:: PASSAGE SHOWN ::
This came out in 1998 – or at least that’s when I got it. Here’s what I said about it back then (with some minor editing):
Call it The Return Of The Thin White Spook.
After spending most of the decade trying to be Alice Cooper with his zombie-movie makeovers, shock-rock shtik and trailer-trash Satanism, demonoid phenomenon Marilyn Manson has exorcised his rock ’n’ roll devils and been born again … as David Bowie?!
Believe it or not, on Mechanical Animals, Manson has ditched doom and gloom for glam and glitz, abandoned his psycho-industrial thrash for ’70s space-rock and turfed his Antichrist Superstar persona for an androgynous, crimson-tressed alien rock star alter-ego straight out of Ziggy Stardust.
Make that Ziggy Angeldust. The plot to this high-concept album, sez Marilyn, is something about Manson … sorry, Omega, being in love with a girl named Coma White, which turns out to be the drug he’s addicted to. Or something like that. Whatever. What Omega really serves as is a fairly obvious metaphor for Manson’s eternal alienation from humanity — aka the Mechanical Animals — as viewed through a pharmacopoeia haze and set to a synthetic glam-rock hook.
Actually, there are several hooks — mostly raided from Bowie’s vault. Some are obvious, like the Fame clone I Don’t Like the Drugs (But the Drugs Like Me) or the Space Oddity-inspired Disassociative and Speed Of Pain. Other touches are more subtle — a ringing, mile-wide Ziggy riff here, a bit of Lodger-era noise there, some R&B backup vocals and Manson’s cadaverously soulful crooning everywhere.
Remarkably, he manages to make it sound fresh. Manson’s ’90s goth-metal and jaded ennui dovetail seamlessly with ’70s ersatz extravagance, yielding his most accessible, musical songs thus far — if you can call a ballad titled Fundamentally Loathsome accessible.
Of course, naysayers will just call Mechanical Animals a Bowie ripoff. Maybe so. But hey, it’s still a better Bowie album than Bowie has made lately.

:: DATASET ::
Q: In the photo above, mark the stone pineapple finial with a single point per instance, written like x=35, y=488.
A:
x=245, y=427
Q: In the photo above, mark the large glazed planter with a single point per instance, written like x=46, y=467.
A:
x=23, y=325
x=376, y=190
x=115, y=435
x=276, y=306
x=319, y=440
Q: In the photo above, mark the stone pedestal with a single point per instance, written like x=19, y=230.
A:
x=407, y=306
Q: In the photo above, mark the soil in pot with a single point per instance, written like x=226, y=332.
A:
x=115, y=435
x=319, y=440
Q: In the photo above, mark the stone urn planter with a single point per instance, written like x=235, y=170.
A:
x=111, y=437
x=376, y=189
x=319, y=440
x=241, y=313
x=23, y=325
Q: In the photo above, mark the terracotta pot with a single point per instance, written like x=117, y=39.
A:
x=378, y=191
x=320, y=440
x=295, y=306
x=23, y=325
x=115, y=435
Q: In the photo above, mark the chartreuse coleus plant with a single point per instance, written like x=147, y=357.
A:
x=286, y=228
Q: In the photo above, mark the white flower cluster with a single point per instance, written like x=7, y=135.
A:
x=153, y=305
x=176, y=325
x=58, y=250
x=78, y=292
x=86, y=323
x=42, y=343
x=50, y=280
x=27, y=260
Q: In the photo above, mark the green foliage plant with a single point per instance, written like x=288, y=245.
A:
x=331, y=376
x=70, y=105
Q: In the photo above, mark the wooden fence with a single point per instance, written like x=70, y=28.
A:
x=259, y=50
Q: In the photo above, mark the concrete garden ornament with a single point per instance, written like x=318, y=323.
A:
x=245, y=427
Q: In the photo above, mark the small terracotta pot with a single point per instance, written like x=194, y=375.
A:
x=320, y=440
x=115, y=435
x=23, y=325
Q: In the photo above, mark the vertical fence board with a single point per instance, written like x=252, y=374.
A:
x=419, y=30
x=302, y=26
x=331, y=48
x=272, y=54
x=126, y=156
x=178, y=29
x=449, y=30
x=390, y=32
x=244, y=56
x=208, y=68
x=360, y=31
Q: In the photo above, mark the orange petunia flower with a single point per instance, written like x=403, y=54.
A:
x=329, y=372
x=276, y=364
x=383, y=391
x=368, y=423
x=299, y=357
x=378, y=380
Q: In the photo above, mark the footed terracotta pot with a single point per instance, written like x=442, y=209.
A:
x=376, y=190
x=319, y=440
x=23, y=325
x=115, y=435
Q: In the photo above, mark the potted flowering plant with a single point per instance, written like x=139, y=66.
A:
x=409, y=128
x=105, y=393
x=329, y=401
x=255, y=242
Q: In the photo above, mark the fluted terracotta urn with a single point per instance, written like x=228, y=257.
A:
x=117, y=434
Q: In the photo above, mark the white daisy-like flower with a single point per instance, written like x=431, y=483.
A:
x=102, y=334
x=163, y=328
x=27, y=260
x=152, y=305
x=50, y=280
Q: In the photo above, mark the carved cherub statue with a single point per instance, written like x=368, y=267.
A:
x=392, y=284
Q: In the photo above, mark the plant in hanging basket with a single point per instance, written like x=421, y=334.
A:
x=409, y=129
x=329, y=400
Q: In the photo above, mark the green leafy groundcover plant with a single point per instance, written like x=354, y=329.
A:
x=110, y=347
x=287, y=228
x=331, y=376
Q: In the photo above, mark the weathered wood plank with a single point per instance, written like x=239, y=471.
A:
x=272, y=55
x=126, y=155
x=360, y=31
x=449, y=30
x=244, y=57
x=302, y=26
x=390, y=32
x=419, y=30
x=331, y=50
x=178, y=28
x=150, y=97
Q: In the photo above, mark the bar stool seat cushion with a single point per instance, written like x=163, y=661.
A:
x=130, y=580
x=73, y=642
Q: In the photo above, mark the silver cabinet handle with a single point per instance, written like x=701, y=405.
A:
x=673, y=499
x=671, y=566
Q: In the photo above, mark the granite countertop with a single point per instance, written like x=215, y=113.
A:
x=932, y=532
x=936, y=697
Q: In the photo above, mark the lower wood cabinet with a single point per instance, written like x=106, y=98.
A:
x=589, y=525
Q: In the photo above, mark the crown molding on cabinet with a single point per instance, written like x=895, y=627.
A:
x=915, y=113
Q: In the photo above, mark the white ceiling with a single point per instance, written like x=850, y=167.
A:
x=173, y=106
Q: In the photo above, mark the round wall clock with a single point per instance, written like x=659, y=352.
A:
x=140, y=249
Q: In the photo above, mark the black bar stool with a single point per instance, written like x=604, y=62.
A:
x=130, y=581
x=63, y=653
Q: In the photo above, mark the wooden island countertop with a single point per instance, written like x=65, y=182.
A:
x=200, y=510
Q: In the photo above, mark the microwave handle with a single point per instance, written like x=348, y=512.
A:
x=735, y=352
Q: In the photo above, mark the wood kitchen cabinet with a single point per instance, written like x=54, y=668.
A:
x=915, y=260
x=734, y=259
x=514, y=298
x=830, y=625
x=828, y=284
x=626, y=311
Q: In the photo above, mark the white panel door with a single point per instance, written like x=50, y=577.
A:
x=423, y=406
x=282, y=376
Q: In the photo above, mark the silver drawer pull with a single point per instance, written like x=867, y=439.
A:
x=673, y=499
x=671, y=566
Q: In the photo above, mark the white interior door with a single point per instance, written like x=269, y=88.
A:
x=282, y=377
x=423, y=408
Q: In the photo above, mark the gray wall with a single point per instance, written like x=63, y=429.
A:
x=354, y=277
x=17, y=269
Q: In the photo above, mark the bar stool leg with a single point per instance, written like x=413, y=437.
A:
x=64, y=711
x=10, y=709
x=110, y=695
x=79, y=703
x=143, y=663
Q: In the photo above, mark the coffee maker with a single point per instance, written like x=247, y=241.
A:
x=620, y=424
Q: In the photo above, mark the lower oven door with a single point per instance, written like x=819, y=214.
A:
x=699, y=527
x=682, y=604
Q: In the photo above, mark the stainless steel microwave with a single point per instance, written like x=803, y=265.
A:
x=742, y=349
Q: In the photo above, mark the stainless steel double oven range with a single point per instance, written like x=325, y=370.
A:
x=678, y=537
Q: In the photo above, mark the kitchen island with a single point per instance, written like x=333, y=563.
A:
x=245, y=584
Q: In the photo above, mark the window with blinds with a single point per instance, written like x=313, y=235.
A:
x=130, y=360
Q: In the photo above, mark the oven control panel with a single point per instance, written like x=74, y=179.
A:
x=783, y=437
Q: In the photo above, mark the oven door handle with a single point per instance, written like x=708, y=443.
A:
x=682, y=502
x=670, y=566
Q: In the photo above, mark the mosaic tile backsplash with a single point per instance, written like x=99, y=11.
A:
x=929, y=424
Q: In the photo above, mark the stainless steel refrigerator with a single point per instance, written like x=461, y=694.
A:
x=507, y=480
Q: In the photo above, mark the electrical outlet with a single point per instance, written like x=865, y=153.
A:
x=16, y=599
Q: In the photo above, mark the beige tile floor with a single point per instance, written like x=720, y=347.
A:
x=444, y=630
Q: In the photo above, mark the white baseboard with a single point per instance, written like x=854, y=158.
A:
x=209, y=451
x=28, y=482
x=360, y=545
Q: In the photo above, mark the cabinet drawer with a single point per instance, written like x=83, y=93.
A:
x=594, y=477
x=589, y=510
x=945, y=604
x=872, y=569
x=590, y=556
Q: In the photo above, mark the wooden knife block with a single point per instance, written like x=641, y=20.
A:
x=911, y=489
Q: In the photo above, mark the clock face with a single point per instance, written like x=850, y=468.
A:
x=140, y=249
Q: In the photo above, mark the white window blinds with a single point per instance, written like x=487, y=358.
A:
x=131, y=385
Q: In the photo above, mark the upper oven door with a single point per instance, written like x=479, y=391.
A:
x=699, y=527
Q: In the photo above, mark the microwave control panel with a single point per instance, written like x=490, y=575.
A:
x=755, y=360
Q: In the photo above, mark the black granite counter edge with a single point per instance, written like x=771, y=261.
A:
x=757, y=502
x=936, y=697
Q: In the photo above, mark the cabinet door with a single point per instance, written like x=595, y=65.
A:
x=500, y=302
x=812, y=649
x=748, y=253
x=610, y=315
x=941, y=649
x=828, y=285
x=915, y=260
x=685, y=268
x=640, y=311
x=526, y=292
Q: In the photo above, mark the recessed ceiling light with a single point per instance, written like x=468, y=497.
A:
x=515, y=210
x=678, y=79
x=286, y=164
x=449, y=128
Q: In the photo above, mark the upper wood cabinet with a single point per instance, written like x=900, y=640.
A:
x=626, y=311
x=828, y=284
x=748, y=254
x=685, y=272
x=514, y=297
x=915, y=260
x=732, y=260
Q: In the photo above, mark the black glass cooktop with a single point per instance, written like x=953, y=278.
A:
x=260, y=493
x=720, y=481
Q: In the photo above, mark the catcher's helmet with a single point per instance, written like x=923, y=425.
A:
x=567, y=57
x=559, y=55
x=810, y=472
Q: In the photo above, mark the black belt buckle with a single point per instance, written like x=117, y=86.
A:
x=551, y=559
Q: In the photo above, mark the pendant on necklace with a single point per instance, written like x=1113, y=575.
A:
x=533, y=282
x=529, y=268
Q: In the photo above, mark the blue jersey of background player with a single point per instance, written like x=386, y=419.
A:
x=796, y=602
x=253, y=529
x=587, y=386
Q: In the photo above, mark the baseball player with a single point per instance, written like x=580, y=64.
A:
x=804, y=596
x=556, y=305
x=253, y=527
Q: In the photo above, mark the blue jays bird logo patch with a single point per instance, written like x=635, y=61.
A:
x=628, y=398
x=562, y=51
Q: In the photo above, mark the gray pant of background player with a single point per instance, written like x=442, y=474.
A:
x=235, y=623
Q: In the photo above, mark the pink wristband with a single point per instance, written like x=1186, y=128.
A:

:: EXERCISE ::
Print the Mechanical Animals review from "Remarkably, he manages" up to and including "has made lately.", character for character. These rows have nothing to do with the Mechanical Animals review.

:: RESPONSE FOR THIS EXERCISE ::
Remarkably, he manages to make it sound fresh. Manson’s ’90s goth-metal and jaded ennui dovetail seamlessly with ’70s ersatz extravagance, yielding his most accessible, musical songs thus far — if you can call a ballad titled Fundamentally Loathsome accessible.
Of course, naysayers will just call Mechanical Animals a Bowie ripoff. Maybe so. But hey, it’s still a better Bowie album than Bowie has made lately.